Text section
— BEGIN —

In ever-growing numbers, CIOs want to take advantage of the many benefits that free and open-source software have to offer their companies. But there’s a snag. Their lawyers can be grouchy when it comes to open-source.
In ever-growing numbers, CIOs want to take advantage of the many benefits that free and open-source software have to offer their companies. But there’s a snag. Their lawyers can be grouchy when it comes to open-source.
One would think that Lawyers of all people would not do such foolish things such as propagating FUD or making gut-based reactions to FOSS. People should be educated to what’s occurring out there, and any concern should be discussed.
Perhaps the laywers should also study several licenses so that they can advise about the specifics of each license. The BSD or MIT style licenses have much different issues than GPL-style licenses. The laywers should also be expected to compare these licenses with the typical EULA which is typically much more complex and restricting that Open Source licenses.
Of course, this assumes that the lawyers have a basic understanding of ‘compiling’ and ‘linking’, since its pretty hard to discuss the GPL or the LGPL without understanding these ideas.
Lawyers? Studying? Legal documents? Madness!
To be honest, the article didn’t really provide solutions. For example, the article doesn’t solve the patent problem. If my company uses GPL software A that infringes on a patent from another company, my company is still at risk. Yes, getting your lawyers to push for legal change in the government and industry is a good step, but it doesn’t solve the question of what happens for the next 5 years before there is legal change.
I’m sure that most GPL software comes with very little legal risk, but with the number of weird software patents going around (like Amazon’s “one-click”) it is a concern. I’m of the belief that these patents are bogus and prior-art can be shown for most and un-originality for the rest, but if you get a suit brought against you, that’s a lot of legal hours you’re going to end up paying for to declare that patent stupid.
Even if there is no wrongdoing, the semblance of it can sometimes be enough .
The risks are no bigger than with proprietary software. Probably even smaller. But it’s an US-issue. In the european countries people tend to care very little about these risks, since they’re no risk in most european countries. I’m relieved I’m living in Denmark.
dylansmrjones
ristian AT herkild DOT dk
“But it’s an US-issue. In the european countries people tend to care very little about these risks, since they’re no risk in most european countries. I’m relieved I’m living in Denmark.”
Perhaps they care too little. In the US the battle has been lost. In the EU the battle is still raging. But I guess you feel there’s no risk, so no sense fighting. Denmark is for the most part pulling its weight, along with Spain, Italy, Austria, Belgium, and the Netherlands. As an American I can only assume that France has long since surrendered.
You see, in the US they call anyone who opposes software patents a right-wing pinko socialist hippie, whatever that could possibly mean. They call us names and make fun of our sturdy red suspenders and spirited facial hair.
And you *should* care about what goes on in the US, policy-wise, because eventually we’ll force it down your throat in the name of freedom. Then maybe our president will wink and/or smirk at you.
“As an American I can only assume that France has long since surrendered.” Care to explain why?
“As an American I can only assume that France has long since surrendered.” Care to explain why?
You need to ask?
In Europe being called “socialist” is not an offense. Thats another difference.

— END —

Written instruction 1
In the comment thread about open-source software and lawyers, reproduce the passage starting with "And you *should*" and going on through "Thats another difference.", swapping "president" for "leader".

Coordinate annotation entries
— BEGIN —

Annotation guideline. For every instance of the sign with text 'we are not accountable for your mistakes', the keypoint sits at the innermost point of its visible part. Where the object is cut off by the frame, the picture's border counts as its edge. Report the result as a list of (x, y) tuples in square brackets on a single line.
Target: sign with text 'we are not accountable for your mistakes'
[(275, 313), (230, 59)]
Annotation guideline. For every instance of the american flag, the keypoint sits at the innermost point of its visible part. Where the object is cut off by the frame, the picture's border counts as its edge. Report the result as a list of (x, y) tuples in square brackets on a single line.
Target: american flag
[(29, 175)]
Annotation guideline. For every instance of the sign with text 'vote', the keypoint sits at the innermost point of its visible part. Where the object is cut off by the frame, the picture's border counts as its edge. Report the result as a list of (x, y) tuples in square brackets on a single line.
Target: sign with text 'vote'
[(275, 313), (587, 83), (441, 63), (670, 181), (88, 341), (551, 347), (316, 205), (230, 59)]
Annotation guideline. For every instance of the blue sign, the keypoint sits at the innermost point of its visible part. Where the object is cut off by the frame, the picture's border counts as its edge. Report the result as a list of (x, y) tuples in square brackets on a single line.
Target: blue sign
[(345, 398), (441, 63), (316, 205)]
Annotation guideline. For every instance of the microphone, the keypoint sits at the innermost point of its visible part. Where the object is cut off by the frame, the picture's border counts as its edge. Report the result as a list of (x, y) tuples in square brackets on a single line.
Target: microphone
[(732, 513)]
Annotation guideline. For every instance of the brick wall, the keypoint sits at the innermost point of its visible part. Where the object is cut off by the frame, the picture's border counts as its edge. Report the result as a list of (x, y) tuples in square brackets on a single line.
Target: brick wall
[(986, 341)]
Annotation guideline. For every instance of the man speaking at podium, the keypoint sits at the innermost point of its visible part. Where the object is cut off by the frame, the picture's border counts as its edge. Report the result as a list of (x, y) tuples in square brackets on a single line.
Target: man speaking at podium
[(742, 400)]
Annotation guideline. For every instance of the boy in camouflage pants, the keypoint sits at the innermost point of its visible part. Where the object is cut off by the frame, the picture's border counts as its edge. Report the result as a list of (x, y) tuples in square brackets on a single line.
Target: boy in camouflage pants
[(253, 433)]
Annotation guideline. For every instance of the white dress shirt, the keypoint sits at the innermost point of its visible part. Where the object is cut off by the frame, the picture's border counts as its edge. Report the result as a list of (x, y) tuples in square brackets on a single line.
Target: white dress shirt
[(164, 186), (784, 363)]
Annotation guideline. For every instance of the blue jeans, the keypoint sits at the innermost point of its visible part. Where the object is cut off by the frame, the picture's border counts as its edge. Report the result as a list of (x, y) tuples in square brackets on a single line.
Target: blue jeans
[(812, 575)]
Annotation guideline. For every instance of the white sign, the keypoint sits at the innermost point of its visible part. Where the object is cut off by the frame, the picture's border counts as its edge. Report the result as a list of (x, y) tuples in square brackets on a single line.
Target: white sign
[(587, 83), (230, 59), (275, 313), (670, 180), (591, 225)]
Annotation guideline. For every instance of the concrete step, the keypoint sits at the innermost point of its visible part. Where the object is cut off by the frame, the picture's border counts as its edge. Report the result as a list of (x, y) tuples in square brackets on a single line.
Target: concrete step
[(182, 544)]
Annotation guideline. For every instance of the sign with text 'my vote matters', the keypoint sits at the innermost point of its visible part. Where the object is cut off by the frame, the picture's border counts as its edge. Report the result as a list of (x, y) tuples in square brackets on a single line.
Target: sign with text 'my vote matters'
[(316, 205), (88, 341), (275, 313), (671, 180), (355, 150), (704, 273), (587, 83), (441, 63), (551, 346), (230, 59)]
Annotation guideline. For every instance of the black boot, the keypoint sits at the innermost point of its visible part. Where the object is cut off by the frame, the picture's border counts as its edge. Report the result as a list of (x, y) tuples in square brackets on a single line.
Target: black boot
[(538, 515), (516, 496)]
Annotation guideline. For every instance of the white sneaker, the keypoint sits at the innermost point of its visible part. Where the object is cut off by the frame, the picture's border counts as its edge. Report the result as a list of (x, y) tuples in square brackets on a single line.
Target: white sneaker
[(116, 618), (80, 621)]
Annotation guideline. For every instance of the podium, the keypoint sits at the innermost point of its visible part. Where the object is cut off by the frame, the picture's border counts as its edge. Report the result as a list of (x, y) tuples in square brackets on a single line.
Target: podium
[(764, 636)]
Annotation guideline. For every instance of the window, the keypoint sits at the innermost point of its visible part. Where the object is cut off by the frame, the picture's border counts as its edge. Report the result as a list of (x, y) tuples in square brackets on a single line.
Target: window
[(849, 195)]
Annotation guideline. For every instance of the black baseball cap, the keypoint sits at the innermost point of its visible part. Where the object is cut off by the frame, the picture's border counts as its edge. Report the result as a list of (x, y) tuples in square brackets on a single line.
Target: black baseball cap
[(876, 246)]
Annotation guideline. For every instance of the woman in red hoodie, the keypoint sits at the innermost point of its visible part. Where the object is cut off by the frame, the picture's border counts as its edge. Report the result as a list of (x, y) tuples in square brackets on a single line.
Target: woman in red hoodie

— END —

Written instruction 2
Turn the lines of the listing into a JSON list of strings, one string per line with blank lines omitted. Cover only the range starting with the line with "Annotation guideline. For every instance of the white dress" and going on through the line with "[(587, 83), (230, 59), (275, 313), (670, 180), (591, 225)]", both lines included.

Written solution 1
And you *should* care about what goes on in the US, policy-wise, because eventually we’ll force it down your throat in the name of freedom. Then maybe our leader will wink and/or smirk at you.
“As an American I can only assume that France has long since surrendered.” Care to explain why?
“As an American I can only assume that France has long since surrendered.” Care to explain why?
You need to ask?
In Europe being called “socialist” is not an offense. Thats another difference.

Written solution 2
[
  "Annotation guideline. For every instance of the white dress shirt, the keypoint sits at the innermost point of its visible part. Where the object is cut off by the frame, the picture's border counts as its edge. Report the result as a list of (x, y) tuples in square brackets on a single line.",
  "Target: white dress shirt",
  "[(164, 186), (784, 363)]",
  "Annotation guideline. For every instance of the blue jeans, the keypoint sits at the innermost point of its visible part. Where the object is cut off by the frame, the picture's border counts as its edge. Report the result as a list of (x, y) tuples in square brackets on a single line.",
  "Target: blue jeans",
  "[(812, 575)]",
  "Annotation guideline. For every instance of the white sign, the keypoint sits at the innermost point of its visible part. Where the object is cut off by the frame, the picture's border counts as its edge. Report the result as a list of (x, y) tuples in square brackets on a single line.",
  "Target: white sign",
  "[(587, 83), (230, 59), (275, 313), (670, 180), (591, 225)]"
]